- **GIVEN PASSAGE**
There is no doubt that our capital markets are going green. While the majority of ESG activity in this space has been on the equities side, debt markets have seen their share of growth in green and sustainable products. Annual reports and marketing materials published by some of the world’s largest banks now include talking points about “green finance” and “green lending.” Investors, customers, and communities are focusing their discussions on the availability of “green financing” and “green financial products”, to the point where green finance now has its own vernacular. “Green bonds”, “green loans”, and “sustainability-linked loans”, among others, have emerged as viable financing tools offered by lenders to companies focused on both the cost of capital and on social impact. “Greening the financial system” is a popular phrase used by professionals in this space.
While it is easy to throw around monikers and acronyms, generally speaking, there is a lack of understanding of green finance and green financing products. Ask someone to explain the difference between a green loan and a sustainability-linked loan and chances are you will get one of two reactions: a blank stare and corresponding lull in the conversation or a race to see whether Siri or Wikipedia provides the best answer in the shortest amount of time. In any case, the likelihood of you receiving a helpful answer from a reliable source is relatively small.
The purpose of this blog post is to clear up some of the more obvious confusion regarding green finance and green financing products. As an added bonus, we will introduce you to some of the more popular products emerging in this space. Thereafter, more detailed blog posts on these products will follow in the coming months.

- **TASK INSTRUCTIONS**
a - Answer these questions from the green finance passage, one line each:
(i) On which side has most ESG activity in capital markets taken place?
(ii) What are the two reactions someone is likely to have when asked how a green loan differs from a sustainability-linked loan?
(iii) What does the passage say will follow in the coming months?
b - Resume the green finance passage after its final sentence and write the next part.
The items that come after this passage are taken from a separate source.

- **RECORD EXTRACTS**
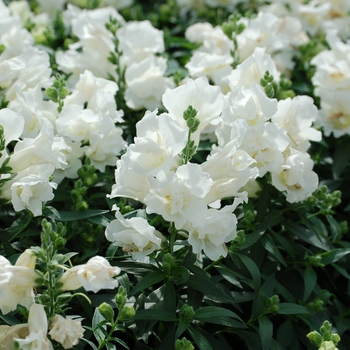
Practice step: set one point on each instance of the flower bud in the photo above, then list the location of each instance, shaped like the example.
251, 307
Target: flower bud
52, 94
127, 313
106, 311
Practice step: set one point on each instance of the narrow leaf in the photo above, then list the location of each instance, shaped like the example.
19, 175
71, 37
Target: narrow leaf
147, 281
292, 309
253, 270
265, 331
155, 314
310, 279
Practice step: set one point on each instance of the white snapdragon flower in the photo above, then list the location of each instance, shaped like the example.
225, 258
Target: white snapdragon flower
211, 233
229, 167
37, 325
250, 104
206, 99
146, 82
66, 331
138, 40
98, 93
31, 191
159, 140
213, 58
296, 117
93, 276
8, 333
134, 235
17, 282
266, 147
334, 115
253, 69
179, 196
296, 177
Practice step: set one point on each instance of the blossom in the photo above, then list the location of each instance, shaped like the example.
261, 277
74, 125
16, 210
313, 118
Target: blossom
134, 235
296, 117
95, 275
212, 232
207, 100
179, 196
17, 282
8, 333
37, 325
295, 176
66, 331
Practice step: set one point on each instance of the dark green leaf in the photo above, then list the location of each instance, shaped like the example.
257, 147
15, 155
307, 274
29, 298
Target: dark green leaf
199, 339
271, 247
253, 270
292, 309
334, 255
79, 215
341, 158
155, 314
147, 281
265, 331
215, 311
310, 279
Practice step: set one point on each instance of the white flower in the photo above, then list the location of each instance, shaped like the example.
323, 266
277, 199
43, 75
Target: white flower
253, 69
178, 197
146, 82
139, 39
95, 275
37, 325
206, 99
334, 115
296, 177
66, 331
17, 282
211, 233
134, 235
8, 333
296, 117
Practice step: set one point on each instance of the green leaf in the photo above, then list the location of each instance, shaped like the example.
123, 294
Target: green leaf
341, 158
155, 314
170, 298
285, 333
271, 247
147, 281
78, 215
97, 322
199, 339
308, 236
253, 270
203, 282
292, 309
93, 346
265, 332
310, 279
215, 311
334, 255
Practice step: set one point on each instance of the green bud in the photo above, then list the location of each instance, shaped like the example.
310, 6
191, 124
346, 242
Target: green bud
2, 48
106, 311
52, 94
64, 298
183, 344
328, 345
187, 312
315, 338
63, 92
126, 313
269, 91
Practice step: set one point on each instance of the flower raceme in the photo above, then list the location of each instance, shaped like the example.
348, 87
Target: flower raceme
17, 282
93, 276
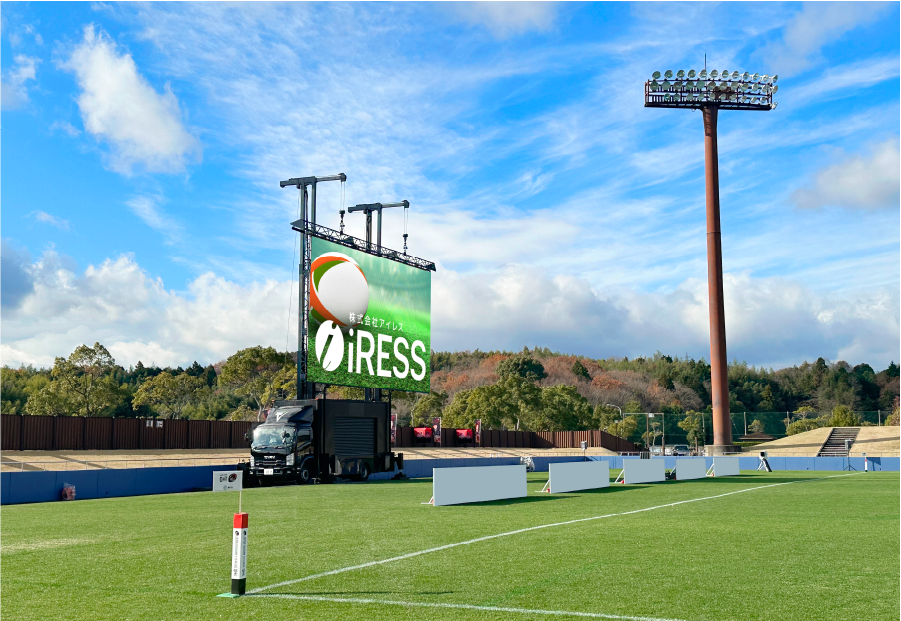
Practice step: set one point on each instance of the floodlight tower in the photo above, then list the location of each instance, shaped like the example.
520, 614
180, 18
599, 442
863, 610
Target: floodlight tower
368, 208
708, 93
305, 225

- **RESPONSES PER TASK**
a -
(i) The equities side.
(ii) A blank stare with a corresponding lull in the conversation, or a race to see whether Siri or Wikipedia gives the best answer in the shortest time.
(iii) More detailed blog posts on the green financing products it introduces.

b -
Keeping in mind that no “green” dictionary currently exists and people often use terms interchangeably, sometimes with slightly different meanings, let us begin our walk through green lexicon:
“Green finance” refers to the financing (or refinancing) of new and existing public and private investments with sustainability objectives, as well as the related institutional and market arrangements that contribute to the achievement of these goals. Examples of sustainability objectives include renewable energy, conservation, and sustainable agriculture. Green finance can take many different forms, including green bonds and green loans which are discussed below. The terms “green lending” and “sustainable finance” are often synonymous with “green finance.”
“Green bonds” (also referred to as “climate bonds“) are bonds created to fund projects that have positive environmental and/or climate benefits. The majority of green bonds are “use of proceeds” bonds that earmark the proceeds of the bonds for specific projects that are designed to achieve these benefits, but are financially backed by the bond issuer’s entire balance sheet. There are several types of green bonds available, including revenue bonds and securitized bonds.
“Green Bond Principles” refer to a voluntary, high-level framework/methodology of market standards and guidelines promulgated by the International Capital Market Association that address the eligibility criteria for green projects and the monitoring and use of financing proceeds. The Green Bond Principles (“GBP”) do not require issuers to consider ESG generally or specify what constitutes a “green” project. Rather, the GBP leave the final determination as to what is “green” up to the market. A future blog post will discuss the main components of the GBP, as well as GLP and SLLP (which are discussed below).
“Green loans” are term loans that can be used to fund a range of environmental and sustainability projects, spanning areas including energy efficiency, waste and water management, green transport, sustainable farming and greenhouse gas emission reduction. Green loans may be structured as bilateral loans or syndicated loans. The hallmark of a green loan is that its proceeds are used solely to finance a pre-approved environmental or sustainability project. “Green project finance loans”(which are discussed below) fall within the ambit of green loans.
“Green Loan Principles” build off and refer to the GBP, but focus on bringing consistency to the green loan market (as opposed to the green bond market). Promulgated by the Loan Market Association and the Asia Pacific Loan Market Association, the Green Loan Principles (“GLP”) create a high-level framework of market standards and guidelines intended to provide a consistent methodology for originating, servicing and tracking green loans. The goal of the GLP is to preserve the integrity of the green loan market as it develops, while at the same time, allow the Green Loan product to retain its flexibility.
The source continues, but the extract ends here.